---------- RECORDS SUPPLIED ----------
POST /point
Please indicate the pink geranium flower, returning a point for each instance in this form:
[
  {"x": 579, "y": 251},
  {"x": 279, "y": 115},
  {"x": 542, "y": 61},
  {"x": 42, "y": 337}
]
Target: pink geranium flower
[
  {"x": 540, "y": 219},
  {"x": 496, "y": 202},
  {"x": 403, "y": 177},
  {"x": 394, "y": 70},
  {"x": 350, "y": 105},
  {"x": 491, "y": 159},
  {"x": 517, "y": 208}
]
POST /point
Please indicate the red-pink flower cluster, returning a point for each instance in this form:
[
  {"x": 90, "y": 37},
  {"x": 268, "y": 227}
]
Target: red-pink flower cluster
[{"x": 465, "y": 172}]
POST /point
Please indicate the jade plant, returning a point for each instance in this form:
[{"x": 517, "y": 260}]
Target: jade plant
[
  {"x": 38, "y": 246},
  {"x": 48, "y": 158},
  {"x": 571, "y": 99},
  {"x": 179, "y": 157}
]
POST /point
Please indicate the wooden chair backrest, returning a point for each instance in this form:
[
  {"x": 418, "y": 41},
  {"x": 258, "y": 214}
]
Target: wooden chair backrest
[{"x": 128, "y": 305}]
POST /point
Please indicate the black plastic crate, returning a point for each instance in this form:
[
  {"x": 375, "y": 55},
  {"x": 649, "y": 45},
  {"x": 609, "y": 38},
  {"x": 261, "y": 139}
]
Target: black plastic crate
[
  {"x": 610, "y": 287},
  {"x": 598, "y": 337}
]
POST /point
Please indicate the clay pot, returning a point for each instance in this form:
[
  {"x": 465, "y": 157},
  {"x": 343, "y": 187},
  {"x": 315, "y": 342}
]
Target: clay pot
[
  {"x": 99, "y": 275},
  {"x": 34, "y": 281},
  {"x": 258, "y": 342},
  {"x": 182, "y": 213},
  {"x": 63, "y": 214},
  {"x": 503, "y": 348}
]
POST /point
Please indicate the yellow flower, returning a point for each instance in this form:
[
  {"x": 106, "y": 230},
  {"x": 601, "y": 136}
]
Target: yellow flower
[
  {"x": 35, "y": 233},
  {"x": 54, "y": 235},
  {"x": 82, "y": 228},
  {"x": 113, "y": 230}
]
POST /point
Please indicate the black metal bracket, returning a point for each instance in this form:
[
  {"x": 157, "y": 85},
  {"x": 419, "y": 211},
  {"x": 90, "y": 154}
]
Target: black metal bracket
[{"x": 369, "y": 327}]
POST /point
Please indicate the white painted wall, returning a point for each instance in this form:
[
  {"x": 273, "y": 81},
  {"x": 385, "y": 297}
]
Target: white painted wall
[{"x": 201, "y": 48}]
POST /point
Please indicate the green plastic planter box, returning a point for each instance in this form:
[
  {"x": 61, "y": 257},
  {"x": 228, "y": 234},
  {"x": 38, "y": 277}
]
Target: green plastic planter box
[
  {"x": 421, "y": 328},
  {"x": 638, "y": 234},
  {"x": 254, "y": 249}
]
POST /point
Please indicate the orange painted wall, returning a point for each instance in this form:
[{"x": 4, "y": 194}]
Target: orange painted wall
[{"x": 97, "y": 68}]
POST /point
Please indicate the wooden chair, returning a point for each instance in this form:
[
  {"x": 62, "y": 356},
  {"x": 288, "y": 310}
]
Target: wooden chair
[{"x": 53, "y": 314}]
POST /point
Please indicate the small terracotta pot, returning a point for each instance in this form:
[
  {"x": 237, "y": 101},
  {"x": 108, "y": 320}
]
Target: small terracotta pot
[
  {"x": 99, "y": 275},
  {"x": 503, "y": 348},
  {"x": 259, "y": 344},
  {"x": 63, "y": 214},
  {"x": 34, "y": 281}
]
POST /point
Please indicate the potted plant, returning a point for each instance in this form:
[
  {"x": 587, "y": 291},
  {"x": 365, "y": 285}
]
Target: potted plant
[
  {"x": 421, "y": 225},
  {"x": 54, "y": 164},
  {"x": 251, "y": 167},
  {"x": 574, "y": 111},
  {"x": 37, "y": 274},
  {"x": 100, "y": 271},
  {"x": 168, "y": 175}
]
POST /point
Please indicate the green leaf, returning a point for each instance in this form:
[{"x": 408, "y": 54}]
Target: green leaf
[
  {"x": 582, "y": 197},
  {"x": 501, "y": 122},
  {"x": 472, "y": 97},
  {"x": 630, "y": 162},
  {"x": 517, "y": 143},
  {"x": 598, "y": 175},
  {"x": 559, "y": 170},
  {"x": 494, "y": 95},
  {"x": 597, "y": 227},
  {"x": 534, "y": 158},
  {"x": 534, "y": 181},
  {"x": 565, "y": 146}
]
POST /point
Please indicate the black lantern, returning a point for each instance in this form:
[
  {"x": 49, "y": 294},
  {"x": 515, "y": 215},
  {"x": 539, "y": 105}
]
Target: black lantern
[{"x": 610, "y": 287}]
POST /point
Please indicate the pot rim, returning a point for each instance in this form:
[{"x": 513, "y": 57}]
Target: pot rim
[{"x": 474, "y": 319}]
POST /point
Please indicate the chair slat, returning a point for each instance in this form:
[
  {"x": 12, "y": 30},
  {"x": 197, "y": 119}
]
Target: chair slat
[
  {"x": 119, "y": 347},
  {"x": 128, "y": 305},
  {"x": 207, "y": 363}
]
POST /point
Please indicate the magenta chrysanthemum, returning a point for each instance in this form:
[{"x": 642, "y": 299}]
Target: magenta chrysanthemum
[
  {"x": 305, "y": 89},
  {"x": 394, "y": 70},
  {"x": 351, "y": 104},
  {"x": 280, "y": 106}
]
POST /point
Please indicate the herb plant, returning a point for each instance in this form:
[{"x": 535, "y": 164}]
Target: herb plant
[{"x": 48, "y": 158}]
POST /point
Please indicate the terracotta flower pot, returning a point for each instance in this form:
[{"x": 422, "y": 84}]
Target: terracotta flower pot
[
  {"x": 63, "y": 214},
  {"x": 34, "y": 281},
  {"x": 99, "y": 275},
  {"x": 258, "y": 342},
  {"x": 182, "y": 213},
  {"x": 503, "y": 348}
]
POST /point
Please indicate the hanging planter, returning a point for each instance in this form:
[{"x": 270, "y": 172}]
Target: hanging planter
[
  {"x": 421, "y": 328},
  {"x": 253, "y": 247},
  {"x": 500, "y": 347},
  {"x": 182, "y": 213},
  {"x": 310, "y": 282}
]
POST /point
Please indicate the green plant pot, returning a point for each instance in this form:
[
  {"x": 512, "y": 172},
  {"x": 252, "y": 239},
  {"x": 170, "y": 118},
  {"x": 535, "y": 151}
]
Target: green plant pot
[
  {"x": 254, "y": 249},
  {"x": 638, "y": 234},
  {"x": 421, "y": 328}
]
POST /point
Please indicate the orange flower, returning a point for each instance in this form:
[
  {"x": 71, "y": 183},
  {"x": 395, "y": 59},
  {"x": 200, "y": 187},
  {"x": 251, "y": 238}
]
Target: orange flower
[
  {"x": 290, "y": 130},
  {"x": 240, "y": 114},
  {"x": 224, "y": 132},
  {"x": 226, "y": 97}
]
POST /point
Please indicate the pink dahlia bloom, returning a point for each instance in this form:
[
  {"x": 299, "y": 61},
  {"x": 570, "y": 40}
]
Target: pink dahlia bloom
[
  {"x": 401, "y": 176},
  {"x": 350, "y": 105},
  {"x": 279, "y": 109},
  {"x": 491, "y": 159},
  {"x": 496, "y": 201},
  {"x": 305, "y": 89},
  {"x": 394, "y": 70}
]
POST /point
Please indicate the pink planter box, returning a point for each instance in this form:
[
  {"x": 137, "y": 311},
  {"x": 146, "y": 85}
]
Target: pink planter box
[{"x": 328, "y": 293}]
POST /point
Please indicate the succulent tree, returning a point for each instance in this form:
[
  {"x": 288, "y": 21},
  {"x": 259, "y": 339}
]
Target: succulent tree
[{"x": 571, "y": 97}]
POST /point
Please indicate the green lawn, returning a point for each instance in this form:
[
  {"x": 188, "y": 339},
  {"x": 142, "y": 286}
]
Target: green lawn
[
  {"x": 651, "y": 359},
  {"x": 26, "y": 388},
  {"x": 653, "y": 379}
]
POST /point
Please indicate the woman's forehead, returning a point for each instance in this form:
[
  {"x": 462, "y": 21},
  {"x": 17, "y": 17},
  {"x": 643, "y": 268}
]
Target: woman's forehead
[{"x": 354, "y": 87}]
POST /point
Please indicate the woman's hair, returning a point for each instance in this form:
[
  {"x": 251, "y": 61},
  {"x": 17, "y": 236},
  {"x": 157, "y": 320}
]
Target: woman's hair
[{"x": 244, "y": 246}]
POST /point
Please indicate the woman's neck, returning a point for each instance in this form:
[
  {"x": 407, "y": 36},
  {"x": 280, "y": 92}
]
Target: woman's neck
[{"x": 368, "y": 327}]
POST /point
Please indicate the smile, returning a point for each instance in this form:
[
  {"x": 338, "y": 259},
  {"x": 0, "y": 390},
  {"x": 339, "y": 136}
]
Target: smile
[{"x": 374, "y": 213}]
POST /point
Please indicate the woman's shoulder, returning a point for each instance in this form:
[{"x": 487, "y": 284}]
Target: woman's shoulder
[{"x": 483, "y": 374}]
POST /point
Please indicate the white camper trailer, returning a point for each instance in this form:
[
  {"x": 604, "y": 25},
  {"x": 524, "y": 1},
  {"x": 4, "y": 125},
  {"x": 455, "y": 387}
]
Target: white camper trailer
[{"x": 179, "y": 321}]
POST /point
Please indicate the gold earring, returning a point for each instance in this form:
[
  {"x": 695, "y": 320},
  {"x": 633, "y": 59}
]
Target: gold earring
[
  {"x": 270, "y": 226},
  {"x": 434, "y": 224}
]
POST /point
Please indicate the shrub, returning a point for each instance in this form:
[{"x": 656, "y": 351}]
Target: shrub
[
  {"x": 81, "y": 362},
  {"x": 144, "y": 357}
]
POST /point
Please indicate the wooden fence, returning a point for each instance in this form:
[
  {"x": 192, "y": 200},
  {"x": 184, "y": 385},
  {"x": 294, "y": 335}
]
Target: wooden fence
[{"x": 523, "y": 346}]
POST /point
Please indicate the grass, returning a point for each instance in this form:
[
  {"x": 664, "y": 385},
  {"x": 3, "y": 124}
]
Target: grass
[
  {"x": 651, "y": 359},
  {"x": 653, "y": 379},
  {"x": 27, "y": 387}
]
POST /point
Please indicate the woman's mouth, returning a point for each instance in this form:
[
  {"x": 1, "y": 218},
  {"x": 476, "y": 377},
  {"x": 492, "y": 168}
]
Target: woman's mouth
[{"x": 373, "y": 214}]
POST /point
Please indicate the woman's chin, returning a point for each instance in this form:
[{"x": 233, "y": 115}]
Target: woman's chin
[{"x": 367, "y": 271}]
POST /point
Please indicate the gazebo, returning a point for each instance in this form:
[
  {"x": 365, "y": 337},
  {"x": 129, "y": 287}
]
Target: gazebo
----------
* [TASK TO CARRY OUT]:
Extract every line above that contains the string "trailer", copying each one in full.

* [TASK OUTPUT]:
Please indicate the white camper trailer, returning a point for each instance in this form:
Target: white camper trailer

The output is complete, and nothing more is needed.